> **Aim**
Extract every row below that contains the word "branch", copying each row in full.

> **Information provided**

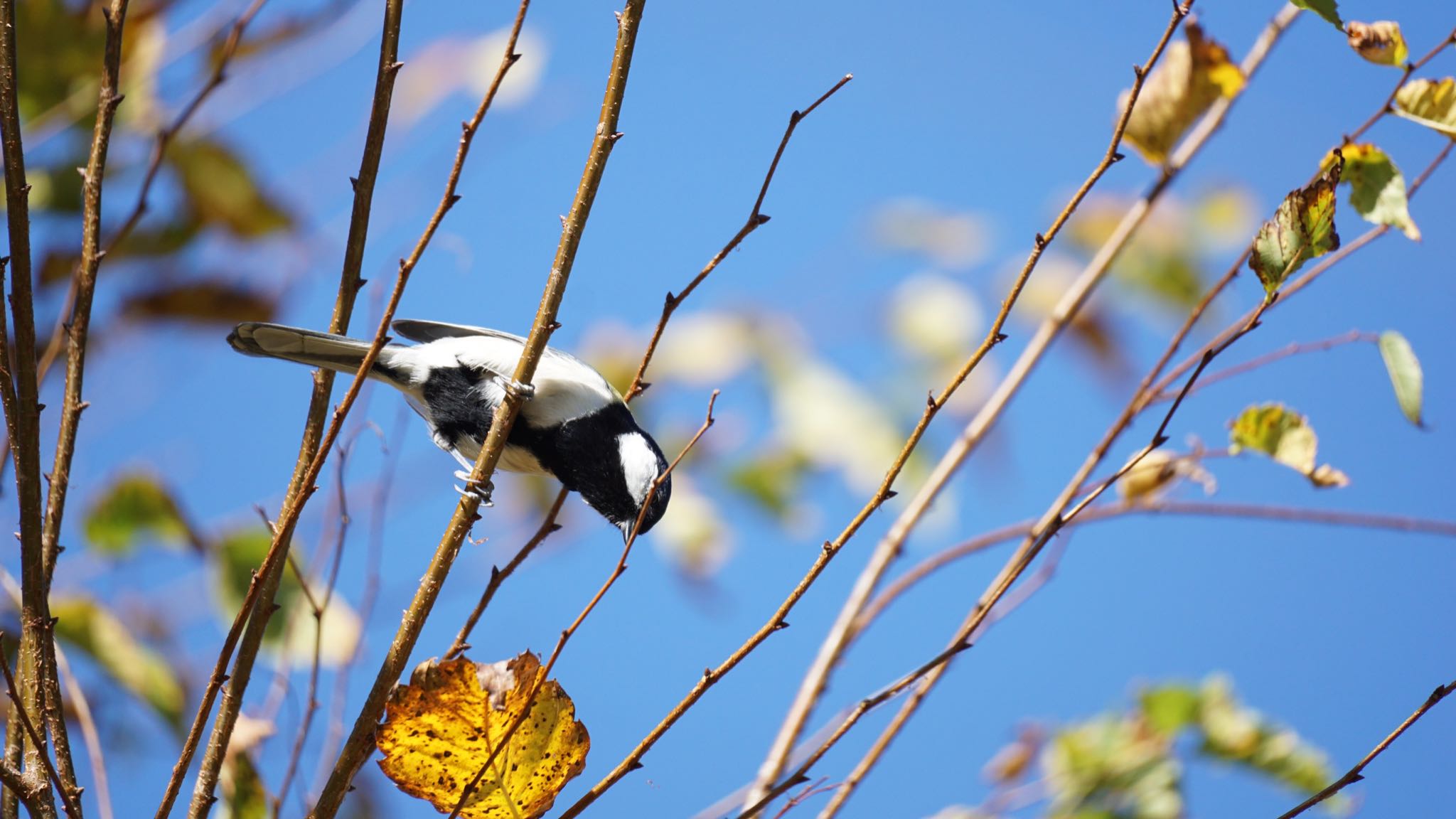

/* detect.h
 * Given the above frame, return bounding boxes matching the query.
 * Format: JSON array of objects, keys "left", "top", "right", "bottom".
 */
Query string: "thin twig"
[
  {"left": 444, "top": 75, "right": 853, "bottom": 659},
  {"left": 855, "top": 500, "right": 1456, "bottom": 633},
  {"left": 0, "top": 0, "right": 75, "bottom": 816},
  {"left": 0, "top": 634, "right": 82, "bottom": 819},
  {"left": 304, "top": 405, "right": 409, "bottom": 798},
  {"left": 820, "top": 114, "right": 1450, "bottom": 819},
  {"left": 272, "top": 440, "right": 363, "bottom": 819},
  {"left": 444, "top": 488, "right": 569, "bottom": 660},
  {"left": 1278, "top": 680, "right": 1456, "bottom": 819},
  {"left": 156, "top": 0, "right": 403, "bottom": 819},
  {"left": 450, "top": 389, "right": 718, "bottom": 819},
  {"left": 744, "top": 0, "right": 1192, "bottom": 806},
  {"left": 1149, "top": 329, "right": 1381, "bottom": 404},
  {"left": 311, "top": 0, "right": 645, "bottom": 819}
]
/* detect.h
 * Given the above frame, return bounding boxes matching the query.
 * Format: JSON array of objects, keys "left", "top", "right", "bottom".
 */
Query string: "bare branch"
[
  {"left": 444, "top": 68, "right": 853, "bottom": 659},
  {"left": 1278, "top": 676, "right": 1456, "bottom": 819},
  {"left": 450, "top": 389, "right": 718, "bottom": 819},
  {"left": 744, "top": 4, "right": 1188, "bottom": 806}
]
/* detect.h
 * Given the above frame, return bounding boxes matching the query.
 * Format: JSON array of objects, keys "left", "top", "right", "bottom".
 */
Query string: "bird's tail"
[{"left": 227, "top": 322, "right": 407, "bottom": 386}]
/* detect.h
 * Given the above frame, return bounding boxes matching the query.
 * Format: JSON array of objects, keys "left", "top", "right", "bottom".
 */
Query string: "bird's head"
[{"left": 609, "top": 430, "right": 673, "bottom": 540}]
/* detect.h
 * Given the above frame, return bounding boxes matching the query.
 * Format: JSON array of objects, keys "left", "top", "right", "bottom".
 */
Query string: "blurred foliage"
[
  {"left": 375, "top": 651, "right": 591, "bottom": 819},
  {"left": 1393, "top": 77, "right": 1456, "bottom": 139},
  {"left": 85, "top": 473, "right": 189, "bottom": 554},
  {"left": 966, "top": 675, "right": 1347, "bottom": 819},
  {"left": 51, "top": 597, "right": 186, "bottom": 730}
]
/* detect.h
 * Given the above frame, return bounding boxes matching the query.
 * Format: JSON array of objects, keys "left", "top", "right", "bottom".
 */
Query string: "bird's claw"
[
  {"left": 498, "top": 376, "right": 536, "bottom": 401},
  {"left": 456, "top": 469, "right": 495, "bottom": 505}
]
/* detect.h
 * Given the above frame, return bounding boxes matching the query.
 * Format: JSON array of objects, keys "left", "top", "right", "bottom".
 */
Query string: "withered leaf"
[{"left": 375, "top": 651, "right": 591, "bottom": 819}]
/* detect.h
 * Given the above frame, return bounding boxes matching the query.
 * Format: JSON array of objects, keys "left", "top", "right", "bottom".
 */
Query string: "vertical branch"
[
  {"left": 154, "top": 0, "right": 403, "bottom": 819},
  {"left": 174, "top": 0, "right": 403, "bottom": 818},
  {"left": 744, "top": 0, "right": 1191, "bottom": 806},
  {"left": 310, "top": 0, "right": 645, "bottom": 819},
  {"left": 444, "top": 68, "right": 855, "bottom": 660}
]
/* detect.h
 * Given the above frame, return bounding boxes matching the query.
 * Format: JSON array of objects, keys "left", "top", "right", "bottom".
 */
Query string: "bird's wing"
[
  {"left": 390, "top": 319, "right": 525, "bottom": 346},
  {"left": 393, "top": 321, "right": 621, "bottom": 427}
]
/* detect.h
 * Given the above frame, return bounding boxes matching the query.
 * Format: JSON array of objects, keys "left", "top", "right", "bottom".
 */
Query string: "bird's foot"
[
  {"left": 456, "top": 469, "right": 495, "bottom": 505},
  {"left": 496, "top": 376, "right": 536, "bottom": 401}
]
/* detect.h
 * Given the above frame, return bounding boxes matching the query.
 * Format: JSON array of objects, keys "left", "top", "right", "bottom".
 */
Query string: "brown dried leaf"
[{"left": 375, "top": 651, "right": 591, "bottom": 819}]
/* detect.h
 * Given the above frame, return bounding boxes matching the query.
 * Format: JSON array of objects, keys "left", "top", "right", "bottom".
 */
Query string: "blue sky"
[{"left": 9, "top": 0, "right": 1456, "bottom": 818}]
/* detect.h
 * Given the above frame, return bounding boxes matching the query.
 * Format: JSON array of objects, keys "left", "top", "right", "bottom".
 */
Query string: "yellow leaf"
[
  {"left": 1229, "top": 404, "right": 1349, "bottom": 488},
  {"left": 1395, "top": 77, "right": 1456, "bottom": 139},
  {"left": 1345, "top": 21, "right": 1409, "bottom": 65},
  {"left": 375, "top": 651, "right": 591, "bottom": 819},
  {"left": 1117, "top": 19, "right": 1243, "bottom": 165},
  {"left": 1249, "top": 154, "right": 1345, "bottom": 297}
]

==

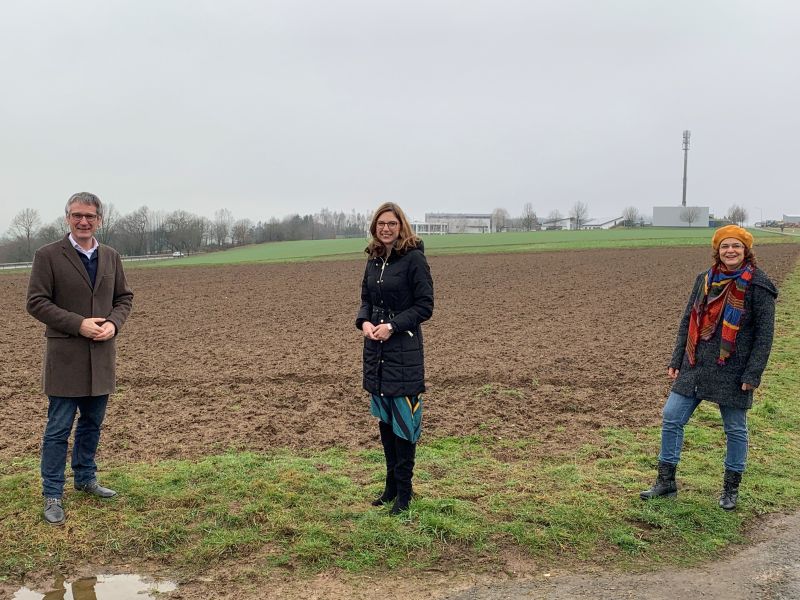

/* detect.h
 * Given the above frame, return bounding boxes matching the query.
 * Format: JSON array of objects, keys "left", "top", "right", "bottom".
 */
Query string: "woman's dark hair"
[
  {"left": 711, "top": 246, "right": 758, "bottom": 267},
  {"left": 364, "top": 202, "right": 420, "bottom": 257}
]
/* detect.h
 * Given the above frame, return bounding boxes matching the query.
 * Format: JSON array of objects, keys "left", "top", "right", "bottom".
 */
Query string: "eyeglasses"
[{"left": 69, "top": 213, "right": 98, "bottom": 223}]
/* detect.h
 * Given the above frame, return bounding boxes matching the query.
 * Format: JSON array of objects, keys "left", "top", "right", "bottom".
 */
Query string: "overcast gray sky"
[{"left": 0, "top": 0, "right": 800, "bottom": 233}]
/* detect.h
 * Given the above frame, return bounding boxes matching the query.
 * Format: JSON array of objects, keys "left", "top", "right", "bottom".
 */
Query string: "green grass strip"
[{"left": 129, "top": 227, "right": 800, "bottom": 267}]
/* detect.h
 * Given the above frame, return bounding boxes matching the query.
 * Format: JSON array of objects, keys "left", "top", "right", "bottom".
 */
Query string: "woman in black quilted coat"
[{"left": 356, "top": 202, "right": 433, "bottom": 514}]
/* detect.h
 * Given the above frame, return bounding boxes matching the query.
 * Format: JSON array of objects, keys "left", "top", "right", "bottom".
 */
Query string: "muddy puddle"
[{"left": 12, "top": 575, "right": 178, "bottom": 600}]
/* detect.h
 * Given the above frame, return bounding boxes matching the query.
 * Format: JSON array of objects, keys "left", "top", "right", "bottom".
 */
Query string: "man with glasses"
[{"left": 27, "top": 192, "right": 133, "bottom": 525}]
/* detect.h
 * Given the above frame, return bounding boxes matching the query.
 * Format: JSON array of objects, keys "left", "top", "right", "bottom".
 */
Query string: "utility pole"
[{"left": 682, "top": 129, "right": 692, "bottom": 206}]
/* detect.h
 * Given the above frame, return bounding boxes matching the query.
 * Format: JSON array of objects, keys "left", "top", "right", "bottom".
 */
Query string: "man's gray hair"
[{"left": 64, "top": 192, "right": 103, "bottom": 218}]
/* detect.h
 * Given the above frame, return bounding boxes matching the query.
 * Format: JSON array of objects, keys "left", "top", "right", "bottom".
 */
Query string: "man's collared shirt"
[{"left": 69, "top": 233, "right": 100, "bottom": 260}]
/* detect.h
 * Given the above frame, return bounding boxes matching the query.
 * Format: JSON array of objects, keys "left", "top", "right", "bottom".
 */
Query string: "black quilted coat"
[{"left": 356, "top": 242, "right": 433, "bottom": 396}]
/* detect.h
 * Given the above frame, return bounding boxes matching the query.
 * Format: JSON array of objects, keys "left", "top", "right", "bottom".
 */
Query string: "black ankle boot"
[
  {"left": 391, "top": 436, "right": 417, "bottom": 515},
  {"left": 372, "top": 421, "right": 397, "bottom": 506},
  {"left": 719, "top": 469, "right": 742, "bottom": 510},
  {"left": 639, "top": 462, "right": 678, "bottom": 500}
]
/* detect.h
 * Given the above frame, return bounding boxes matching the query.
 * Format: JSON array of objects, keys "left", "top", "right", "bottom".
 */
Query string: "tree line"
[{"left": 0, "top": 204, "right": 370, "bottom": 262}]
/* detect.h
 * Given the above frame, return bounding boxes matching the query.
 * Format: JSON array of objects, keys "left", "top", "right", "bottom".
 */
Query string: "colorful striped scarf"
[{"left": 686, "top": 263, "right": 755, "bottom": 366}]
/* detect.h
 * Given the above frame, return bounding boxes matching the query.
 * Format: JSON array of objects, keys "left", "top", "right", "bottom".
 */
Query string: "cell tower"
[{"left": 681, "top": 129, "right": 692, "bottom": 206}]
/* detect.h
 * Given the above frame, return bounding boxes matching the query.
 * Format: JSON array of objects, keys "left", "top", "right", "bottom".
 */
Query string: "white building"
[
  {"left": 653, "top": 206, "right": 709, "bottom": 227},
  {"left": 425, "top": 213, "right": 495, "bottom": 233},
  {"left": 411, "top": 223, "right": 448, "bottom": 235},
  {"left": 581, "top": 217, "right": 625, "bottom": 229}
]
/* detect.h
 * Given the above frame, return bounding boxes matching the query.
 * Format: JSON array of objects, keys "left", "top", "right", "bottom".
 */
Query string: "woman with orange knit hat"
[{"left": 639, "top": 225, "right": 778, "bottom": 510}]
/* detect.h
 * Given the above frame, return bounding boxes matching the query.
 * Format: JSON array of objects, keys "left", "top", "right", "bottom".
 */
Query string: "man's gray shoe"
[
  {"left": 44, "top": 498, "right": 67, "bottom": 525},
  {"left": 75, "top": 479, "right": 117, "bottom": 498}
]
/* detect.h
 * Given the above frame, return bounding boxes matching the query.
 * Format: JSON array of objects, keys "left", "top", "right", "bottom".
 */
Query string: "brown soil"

> **Expected output**
Query string: "bare branch"
Query string: "vertical branch"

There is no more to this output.